Gestellte Aufgabe 1: Nenne alle Abschnittsüberschriften im Text zur Versorgungssperre wegen Wohngeldrückständen.

Vorliegender Text:
--------------------------------

Entscheidungsstichwort (Thema)

Vermietete Eigentumswohnung: Versorgungssperre wegen Wohngeldrückständen

 

Orientierungssatz

Es bleibt offen, ob die Wohnungseigentümergemeinschaft bei Wohngeldrückstand eines Wohnungseigentümers für die Vergangenheit berechtigt ist, gegenüber dem Mieter des säumigen Wohnungseigentümers die Versorgung der vermieteten Räume mit Heizung und Wasser bis zum Ausgleich der Rückstände zu unterbinden. Der Mieter kann jedenfalls nicht gezwungen werden, den Zugang zu seiner Wohnung freizugeben, damit in der Wohnung befindliche Absperrvorrichtungen betätigt werden können. Der Duldungsanspruch, den die Gemeinschaft gemäß § 14 Nr. 4 WEG gegen den Wohnungseigentümer selbst hat, besteht gegen den Mieter nicht.

 

Nachgehend

KG Berlin (Beschluss vom 26.01.2006; Aktenzeichen 8 U 208/05)

 

Tenor

Die Klage wird abgewiesen.

Die Kläger haben die Kosten des Rechtsstreit zu tragen.

Das Urteil ist gegen Sicherheitsleistung in Höhe des jeweils beizutreibenden Betrages vorläufig vollstreckbar.

--------------------------------

Auszüge Datensätze:
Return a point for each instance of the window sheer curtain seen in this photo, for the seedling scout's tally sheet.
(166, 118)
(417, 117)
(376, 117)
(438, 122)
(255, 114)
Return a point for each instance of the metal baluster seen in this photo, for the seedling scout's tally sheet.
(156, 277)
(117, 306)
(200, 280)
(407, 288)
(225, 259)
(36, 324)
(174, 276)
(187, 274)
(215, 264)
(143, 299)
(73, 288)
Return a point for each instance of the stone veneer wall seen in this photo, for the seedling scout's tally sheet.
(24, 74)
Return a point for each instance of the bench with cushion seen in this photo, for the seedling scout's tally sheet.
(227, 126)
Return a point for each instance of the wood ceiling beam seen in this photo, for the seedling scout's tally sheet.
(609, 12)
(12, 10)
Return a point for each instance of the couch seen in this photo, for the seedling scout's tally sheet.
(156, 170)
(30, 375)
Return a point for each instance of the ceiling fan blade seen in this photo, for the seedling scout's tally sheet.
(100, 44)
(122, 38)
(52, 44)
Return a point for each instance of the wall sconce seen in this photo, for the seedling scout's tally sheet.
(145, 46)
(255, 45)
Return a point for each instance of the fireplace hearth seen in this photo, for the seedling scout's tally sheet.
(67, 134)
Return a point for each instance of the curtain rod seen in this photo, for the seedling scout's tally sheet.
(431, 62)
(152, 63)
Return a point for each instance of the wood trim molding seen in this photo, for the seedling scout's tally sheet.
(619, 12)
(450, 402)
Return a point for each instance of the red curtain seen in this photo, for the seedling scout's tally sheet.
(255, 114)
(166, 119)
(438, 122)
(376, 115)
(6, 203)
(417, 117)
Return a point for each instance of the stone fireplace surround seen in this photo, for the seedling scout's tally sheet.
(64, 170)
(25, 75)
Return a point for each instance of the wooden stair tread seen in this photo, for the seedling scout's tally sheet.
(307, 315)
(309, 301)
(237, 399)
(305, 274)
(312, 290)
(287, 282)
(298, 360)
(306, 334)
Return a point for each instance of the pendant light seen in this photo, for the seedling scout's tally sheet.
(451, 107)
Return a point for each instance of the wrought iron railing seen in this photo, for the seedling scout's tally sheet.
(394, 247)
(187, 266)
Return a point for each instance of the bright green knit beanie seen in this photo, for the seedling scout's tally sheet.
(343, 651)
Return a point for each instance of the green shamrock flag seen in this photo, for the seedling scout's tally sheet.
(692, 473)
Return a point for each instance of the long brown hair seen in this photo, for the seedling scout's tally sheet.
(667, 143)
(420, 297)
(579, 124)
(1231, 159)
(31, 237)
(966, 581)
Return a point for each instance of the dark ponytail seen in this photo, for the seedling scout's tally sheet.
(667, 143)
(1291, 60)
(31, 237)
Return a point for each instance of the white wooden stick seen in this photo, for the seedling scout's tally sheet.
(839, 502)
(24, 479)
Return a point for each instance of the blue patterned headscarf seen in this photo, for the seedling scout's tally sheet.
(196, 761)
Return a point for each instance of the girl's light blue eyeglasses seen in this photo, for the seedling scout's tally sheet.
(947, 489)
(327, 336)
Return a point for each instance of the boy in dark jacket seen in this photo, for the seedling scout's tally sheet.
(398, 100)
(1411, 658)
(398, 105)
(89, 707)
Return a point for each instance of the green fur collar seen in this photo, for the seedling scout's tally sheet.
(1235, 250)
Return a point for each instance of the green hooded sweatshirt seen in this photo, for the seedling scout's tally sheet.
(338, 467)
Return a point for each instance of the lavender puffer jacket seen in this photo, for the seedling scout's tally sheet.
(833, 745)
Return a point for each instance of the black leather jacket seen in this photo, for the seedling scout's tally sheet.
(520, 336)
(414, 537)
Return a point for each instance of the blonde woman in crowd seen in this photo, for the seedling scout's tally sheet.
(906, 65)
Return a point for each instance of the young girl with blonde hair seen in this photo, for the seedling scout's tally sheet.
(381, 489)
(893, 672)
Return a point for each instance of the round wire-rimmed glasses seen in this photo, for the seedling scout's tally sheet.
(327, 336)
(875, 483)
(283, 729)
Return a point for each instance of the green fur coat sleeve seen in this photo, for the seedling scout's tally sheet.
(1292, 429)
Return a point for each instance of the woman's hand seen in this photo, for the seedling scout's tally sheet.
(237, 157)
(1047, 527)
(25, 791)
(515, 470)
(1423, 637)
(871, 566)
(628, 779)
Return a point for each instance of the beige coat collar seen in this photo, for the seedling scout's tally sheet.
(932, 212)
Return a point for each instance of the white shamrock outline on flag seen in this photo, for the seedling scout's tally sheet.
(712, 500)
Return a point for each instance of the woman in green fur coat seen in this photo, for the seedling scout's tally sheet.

--------------------------------

Gestellte Aufgabe 2: Führe jede Zeile der Datensätze auf, in der die Zeichenfolge „coat“ vorkommt. Groß- und Kleinschreibung ist dabei zu beachten.

Ergebnis 1:
Entscheidungsstichwort (Thema)
Orientierungssatz
Nachgehend
Tenor

Ergebnis 2:
Return a point for each instance of the green fur coat sleeve seen in this photo, for the seedling scout's tally sheet.
Return a point for each instance of the beige coat collar seen in this photo, for the seedling scout's tally sheet.
Return a point for each instance of the woman in green fur coat seen in this photo, for the seedling scout's tally sheet.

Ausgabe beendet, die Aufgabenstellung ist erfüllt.